____ The records

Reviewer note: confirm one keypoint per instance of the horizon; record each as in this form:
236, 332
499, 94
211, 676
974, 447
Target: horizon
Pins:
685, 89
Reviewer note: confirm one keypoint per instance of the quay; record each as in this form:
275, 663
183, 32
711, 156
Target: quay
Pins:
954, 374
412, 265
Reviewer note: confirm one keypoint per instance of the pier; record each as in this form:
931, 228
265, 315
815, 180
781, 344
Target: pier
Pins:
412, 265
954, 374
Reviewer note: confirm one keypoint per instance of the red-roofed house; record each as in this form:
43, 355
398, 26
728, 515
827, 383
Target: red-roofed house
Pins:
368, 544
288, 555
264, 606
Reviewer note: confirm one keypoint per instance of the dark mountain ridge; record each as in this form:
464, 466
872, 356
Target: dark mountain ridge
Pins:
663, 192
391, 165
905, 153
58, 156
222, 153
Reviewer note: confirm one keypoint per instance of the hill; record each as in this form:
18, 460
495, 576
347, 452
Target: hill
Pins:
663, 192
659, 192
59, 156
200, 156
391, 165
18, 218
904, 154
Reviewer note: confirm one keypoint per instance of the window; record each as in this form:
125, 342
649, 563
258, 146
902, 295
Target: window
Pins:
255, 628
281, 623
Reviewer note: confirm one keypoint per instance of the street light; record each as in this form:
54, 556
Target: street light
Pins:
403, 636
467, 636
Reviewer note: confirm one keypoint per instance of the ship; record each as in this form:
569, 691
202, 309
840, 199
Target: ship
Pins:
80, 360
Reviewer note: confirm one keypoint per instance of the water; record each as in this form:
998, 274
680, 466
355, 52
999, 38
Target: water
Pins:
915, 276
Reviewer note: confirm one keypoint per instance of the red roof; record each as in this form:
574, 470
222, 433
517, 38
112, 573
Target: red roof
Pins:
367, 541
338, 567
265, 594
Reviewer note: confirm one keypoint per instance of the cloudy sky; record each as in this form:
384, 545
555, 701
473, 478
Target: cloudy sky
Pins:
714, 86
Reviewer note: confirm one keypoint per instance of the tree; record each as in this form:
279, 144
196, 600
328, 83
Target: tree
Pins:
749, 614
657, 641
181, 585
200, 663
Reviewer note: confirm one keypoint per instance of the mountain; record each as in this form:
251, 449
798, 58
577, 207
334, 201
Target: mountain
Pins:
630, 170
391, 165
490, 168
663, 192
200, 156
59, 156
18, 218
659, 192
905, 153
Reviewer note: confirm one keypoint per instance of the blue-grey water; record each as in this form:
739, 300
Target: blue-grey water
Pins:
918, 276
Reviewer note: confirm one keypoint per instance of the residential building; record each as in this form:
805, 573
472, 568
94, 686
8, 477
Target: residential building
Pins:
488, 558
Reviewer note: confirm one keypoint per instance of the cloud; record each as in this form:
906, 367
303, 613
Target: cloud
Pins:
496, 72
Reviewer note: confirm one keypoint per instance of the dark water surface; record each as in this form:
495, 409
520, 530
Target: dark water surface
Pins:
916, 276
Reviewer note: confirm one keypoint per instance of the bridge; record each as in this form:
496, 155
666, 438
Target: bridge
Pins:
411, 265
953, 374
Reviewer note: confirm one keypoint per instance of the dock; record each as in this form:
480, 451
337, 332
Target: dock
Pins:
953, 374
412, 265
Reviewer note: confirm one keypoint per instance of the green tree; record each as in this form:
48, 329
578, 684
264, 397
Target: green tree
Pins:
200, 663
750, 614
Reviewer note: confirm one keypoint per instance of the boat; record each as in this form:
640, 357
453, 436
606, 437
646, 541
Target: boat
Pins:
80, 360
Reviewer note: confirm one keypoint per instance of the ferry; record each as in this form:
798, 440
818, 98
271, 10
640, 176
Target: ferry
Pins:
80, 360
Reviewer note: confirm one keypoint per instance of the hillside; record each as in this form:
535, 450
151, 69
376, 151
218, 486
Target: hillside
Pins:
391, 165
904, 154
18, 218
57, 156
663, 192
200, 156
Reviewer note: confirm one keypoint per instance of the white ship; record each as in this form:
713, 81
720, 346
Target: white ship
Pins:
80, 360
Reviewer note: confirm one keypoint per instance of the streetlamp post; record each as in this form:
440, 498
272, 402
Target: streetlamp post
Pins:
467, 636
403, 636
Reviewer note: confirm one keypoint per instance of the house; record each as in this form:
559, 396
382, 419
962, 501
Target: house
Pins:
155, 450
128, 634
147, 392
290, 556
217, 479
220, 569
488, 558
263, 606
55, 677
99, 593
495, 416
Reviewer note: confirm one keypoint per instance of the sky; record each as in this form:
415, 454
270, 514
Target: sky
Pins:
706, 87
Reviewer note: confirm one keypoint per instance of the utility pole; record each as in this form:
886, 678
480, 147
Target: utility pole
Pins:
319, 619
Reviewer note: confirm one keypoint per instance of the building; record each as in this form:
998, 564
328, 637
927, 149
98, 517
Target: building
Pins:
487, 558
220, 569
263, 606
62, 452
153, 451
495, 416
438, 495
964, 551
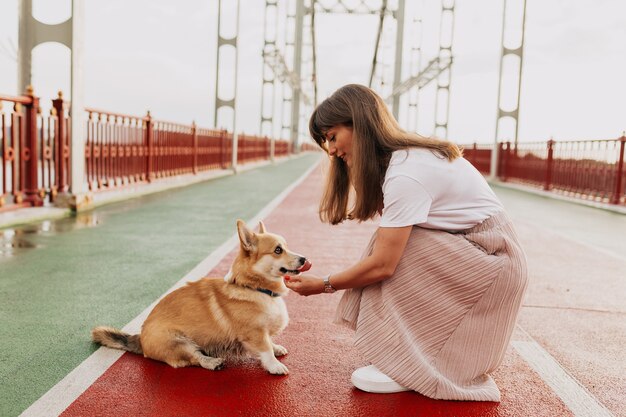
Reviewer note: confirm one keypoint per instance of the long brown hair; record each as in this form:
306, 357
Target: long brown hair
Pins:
375, 135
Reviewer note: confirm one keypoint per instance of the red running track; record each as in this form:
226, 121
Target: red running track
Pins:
321, 355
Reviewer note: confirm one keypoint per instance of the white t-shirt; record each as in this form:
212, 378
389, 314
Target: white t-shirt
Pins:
422, 188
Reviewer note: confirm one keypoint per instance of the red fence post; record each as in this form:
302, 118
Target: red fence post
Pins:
61, 148
195, 147
150, 154
30, 153
548, 184
617, 195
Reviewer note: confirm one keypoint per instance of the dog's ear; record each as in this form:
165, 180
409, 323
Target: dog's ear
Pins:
246, 236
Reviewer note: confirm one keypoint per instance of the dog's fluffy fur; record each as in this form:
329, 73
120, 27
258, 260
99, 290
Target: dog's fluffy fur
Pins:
201, 323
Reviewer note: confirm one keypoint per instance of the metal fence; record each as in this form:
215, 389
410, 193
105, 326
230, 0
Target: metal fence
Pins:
120, 149
587, 169
35, 152
124, 149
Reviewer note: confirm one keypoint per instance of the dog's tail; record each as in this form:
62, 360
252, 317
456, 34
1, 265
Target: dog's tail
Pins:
117, 339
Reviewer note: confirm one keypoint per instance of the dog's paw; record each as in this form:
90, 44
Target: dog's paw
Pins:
279, 350
213, 364
277, 368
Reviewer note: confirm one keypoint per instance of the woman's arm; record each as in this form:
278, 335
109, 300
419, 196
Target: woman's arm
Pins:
380, 265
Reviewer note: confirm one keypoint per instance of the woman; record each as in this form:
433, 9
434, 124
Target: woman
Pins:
435, 297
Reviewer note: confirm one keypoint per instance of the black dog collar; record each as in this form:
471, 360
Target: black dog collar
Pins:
268, 292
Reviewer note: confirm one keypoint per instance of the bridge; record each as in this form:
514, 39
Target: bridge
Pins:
95, 231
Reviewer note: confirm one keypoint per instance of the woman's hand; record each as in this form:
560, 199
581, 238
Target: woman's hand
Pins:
305, 284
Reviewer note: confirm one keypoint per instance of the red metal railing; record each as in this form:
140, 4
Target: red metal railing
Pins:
123, 149
120, 149
589, 169
35, 152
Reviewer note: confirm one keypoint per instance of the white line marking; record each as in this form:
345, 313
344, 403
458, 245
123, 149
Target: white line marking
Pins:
575, 396
66, 391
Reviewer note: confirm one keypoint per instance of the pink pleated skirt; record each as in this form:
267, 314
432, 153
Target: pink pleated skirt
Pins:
441, 324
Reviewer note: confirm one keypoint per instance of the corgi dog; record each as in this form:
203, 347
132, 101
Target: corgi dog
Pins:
206, 320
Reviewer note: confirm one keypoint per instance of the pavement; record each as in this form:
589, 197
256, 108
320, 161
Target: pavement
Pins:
61, 277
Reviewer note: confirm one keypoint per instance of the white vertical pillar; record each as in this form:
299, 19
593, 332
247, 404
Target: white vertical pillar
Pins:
77, 105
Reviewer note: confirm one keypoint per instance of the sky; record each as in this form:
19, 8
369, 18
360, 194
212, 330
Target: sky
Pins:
160, 55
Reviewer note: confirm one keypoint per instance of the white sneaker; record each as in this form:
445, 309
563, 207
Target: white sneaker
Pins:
370, 379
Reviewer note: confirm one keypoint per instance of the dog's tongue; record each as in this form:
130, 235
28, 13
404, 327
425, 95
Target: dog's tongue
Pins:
305, 267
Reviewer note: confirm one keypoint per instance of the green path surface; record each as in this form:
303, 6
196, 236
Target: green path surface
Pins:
63, 277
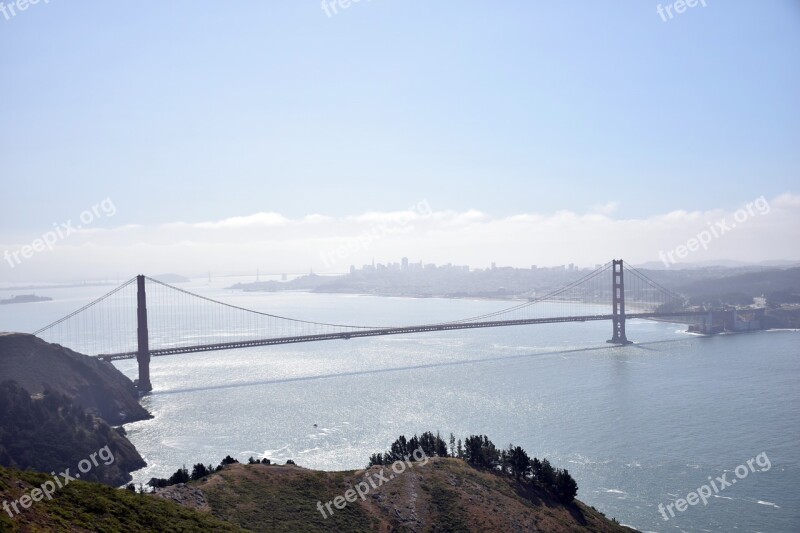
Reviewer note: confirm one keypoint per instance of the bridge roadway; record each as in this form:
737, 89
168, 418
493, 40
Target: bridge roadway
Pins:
446, 326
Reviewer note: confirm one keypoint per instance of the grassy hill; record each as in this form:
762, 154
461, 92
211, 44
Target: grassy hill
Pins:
84, 506
445, 494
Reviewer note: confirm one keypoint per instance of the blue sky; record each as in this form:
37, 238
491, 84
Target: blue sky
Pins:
201, 111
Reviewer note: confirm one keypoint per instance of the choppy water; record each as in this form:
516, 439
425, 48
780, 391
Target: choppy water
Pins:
636, 426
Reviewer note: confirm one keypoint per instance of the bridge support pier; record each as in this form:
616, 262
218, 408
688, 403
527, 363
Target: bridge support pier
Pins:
143, 351
618, 300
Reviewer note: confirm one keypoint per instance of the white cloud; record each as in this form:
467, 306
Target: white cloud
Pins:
278, 243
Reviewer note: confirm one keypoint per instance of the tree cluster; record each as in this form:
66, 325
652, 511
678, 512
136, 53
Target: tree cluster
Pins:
480, 452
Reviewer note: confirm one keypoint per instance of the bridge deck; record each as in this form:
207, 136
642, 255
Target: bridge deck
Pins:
391, 331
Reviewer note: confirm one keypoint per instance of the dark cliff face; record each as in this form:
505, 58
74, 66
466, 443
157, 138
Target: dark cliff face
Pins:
90, 382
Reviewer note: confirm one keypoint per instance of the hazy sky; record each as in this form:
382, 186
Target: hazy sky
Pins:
230, 135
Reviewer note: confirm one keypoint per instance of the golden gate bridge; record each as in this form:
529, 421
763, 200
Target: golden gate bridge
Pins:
144, 318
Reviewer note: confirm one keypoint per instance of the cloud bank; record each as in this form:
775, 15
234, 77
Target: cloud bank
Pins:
276, 244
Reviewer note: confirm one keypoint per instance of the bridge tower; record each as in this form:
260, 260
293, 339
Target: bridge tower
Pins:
618, 301
143, 352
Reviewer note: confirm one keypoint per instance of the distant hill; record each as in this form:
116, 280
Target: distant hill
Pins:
779, 284
56, 408
91, 382
48, 432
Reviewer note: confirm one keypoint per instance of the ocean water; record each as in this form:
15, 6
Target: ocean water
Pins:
636, 426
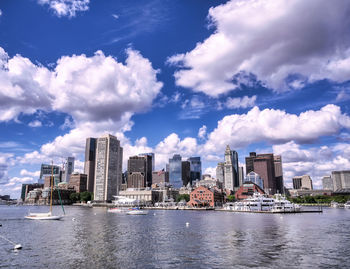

________

◆ **Exercise description**:
Locate every line in the data above that contains the word "skirt", and copy each of those lines.

◆ **Output for this task**:
Reviewer note: confirm one keypoint per instance of the pink pleated skirt; record each as in this form:
Target: pink pleated skirt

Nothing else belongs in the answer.